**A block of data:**

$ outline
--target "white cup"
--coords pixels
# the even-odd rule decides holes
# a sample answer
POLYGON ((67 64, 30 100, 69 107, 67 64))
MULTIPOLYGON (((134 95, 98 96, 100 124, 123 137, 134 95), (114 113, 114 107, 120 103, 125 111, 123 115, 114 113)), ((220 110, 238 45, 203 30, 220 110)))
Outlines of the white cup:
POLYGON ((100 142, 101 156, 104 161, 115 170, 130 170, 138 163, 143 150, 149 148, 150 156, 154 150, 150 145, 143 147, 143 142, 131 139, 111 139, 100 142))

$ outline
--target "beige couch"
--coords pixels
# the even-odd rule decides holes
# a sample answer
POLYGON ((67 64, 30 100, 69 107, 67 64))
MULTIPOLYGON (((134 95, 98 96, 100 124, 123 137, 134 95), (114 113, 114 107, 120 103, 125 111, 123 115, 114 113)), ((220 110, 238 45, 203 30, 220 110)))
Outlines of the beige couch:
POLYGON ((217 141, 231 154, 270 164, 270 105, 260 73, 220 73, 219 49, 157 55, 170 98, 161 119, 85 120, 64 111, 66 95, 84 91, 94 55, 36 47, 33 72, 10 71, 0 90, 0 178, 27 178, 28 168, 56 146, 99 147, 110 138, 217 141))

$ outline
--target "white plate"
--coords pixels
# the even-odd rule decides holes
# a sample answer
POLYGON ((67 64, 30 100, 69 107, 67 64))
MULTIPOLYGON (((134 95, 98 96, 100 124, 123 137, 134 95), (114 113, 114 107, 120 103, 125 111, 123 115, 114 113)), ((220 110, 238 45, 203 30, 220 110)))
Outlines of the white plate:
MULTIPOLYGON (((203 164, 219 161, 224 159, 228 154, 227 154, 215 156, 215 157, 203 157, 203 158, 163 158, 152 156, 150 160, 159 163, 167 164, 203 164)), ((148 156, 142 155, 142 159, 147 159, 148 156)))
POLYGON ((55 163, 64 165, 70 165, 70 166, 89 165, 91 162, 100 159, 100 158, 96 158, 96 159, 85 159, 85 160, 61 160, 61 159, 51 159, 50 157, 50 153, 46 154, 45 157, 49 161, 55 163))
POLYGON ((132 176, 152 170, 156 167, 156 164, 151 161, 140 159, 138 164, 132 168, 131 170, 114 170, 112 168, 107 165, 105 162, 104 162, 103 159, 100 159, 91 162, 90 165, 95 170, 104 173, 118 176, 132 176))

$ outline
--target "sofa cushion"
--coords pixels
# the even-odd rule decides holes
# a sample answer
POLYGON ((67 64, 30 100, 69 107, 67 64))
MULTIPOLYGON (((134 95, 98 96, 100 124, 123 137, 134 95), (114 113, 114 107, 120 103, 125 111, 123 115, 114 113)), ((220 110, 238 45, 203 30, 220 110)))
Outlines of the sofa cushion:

**AIM:** Please output the entire listing exactly as it stands.

**WRITTEN SOLUTION:**
$ outline
--target "white cup"
--coords pixels
# the even-odd rule decides holes
# a sample answer
POLYGON ((67 64, 30 100, 69 107, 67 64))
MULTIPOLYGON (((134 95, 98 96, 100 124, 123 137, 134 95), (114 113, 114 107, 120 103, 125 111, 123 115, 114 113)), ((220 110, 238 45, 203 30, 220 110)))
Outlines of the white cup:
POLYGON ((100 142, 101 156, 104 161, 115 170, 130 170, 138 163, 143 150, 149 148, 150 156, 154 150, 150 145, 143 147, 143 142, 131 139, 111 139, 100 142))

$ outline
--target "beige couch"
--coords pixels
# the even-odd rule decides holes
# a sample answer
POLYGON ((67 64, 30 100, 69 107, 67 64))
MULTIPOLYGON (((134 95, 98 96, 100 124, 123 137, 134 95), (114 113, 114 107, 120 103, 125 111, 123 115, 114 113)), ((220 110, 238 45, 203 30, 220 110)))
Outlines of the beige couch:
POLYGON ((217 141, 231 154, 270 164, 270 105, 260 73, 220 73, 219 49, 157 55, 170 98, 161 119, 85 120, 64 111, 66 95, 84 91, 94 55, 36 47, 33 72, 10 71, 0 90, 0 178, 27 178, 28 168, 56 146, 99 147, 110 138, 217 141))

$ outline
--target "white plate"
--coords pixels
# the even-odd rule decides holes
# a sample answer
POLYGON ((67 64, 30 100, 69 107, 67 64))
MULTIPOLYGON (((134 95, 98 96, 100 124, 123 137, 134 95), (114 113, 114 107, 120 103, 125 111, 123 115, 114 113)), ((220 110, 238 45, 203 30, 220 110)))
Outlines of the white plate:
MULTIPOLYGON (((203 164, 219 161, 224 159, 228 154, 227 154, 215 156, 215 157, 203 157, 203 158, 163 158, 152 156, 150 160, 159 163, 167 164, 203 164)), ((148 156, 142 155, 142 159, 147 159, 148 156)))
POLYGON ((55 163, 64 165, 70 165, 70 166, 89 165, 91 162, 100 159, 100 158, 96 158, 96 159, 85 159, 85 160, 61 160, 61 159, 51 159, 50 157, 50 153, 46 154, 45 157, 49 161, 55 163))
POLYGON ((132 176, 152 170, 156 167, 156 164, 151 161, 140 159, 138 164, 132 168, 131 170, 114 170, 112 168, 107 165, 105 162, 104 162, 103 159, 100 159, 91 162, 90 165, 95 170, 104 173, 118 176, 132 176))

$ outline
--target "sofa cushion"
--coords pixels
# the even-odd rule decides holes
# a sample answer
POLYGON ((67 64, 30 100, 69 107, 67 64))
MULTIPOLYGON (((134 95, 98 96, 100 124, 123 137, 134 95), (114 113, 114 107, 120 103, 125 111, 123 115, 114 113)), ((220 110, 238 45, 203 30, 220 110)))
Outlines of the sofa cushion:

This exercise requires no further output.